(begin)
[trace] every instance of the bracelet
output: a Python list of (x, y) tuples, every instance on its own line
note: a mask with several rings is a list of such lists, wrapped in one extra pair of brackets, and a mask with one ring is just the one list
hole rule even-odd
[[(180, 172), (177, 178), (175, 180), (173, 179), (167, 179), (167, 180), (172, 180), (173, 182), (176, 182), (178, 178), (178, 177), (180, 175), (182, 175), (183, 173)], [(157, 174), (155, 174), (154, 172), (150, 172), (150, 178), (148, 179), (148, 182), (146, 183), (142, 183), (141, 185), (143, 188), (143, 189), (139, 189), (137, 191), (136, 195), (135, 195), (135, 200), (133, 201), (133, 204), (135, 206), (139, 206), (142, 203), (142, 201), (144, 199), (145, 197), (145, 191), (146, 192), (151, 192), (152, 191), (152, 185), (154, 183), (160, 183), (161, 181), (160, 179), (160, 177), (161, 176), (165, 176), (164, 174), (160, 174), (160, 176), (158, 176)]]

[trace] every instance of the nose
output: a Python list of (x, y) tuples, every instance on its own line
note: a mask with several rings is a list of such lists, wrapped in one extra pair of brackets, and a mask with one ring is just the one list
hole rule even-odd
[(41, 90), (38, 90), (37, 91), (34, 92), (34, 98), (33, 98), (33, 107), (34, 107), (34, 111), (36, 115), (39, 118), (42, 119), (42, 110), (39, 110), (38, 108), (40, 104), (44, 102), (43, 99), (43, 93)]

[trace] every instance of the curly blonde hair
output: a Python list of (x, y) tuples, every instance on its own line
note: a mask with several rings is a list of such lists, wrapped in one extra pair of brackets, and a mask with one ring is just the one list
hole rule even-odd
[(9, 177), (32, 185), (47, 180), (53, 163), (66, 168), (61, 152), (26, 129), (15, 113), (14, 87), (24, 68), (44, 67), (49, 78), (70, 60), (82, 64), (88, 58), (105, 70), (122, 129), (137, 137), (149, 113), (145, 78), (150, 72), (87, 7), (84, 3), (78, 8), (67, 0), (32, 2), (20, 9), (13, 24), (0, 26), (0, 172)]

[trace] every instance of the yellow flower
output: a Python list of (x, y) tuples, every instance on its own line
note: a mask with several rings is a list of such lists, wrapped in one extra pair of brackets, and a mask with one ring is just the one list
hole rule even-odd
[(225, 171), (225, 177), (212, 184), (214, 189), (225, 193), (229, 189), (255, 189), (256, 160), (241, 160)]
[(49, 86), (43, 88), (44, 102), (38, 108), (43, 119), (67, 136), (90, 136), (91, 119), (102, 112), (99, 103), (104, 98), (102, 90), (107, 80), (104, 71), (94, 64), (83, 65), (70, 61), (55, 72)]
(end)
(begin)
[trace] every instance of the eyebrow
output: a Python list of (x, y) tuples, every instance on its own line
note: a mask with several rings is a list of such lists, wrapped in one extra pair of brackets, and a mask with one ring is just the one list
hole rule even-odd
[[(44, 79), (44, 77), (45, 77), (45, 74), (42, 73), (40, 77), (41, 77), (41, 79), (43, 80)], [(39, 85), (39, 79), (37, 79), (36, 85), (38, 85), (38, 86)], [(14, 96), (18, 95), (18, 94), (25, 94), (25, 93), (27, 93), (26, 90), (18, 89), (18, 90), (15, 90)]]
(end)
§ Problem requirements
Convert the rows from the line containing "[trace] every instance of the eyebrow" through the line containing "90), (15, 90)]]", both included, into a JSON list of strings with one string per line, omitting blank lines.

§ Full answer
[
  "[trace] every instance of the eyebrow",
  "output: a Python list of (x, y) tuples, every instance on its own line",
  "note: a mask with several rings is a list of such lists, wrapped in one extra pair of brackets, and a mask with one ring is just the one list",
  "hole rule even-odd",
  "[[(44, 79), (44, 77), (45, 77), (45, 74), (42, 73), (40, 77), (41, 77), (41, 79), (43, 80)], [(39, 85), (39, 79), (37, 79), (36, 85), (38, 85), (38, 86)], [(14, 96), (18, 95), (18, 94), (25, 94), (25, 93), (27, 93), (26, 90), (18, 89), (18, 90), (15, 90)]]"
]